▶ [WHAT THE TASK REQUIRES]: Turn the data below into a Markdown table with the columns "Row" and "Line". Put one nonblank line in each row and skip any blank lines.

▶ [THE DATA]:
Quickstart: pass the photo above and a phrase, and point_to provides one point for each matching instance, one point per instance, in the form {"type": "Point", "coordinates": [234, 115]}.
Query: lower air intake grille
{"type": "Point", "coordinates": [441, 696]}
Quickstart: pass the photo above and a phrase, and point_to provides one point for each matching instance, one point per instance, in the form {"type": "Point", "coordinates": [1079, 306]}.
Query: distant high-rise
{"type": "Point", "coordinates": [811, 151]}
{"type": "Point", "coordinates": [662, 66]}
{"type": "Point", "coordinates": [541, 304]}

▶ [REPLY]:
| Row | Line |
|---|---|
| 1 | Quickstart: pass the photo above and a phrase, and point_to provides one point for each matching instance, one point per instance, in the form {"type": "Point", "coordinates": [234, 115]}. |
| 2 | Query: lower air intake grille |
| 3 | {"type": "Point", "coordinates": [441, 696]} |
| 4 | Quickstart: pass the photo above and a phrase, and point_to provides one point for each matching instance, one point per instance, in the form {"type": "Point", "coordinates": [1079, 306]}. |
| 5 | Query: distant high-rise |
| 6 | {"type": "Point", "coordinates": [811, 151]} |
| 7 | {"type": "Point", "coordinates": [662, 66]} |
| 8 | {"type": "Point", "coordinates": [541, 304]} |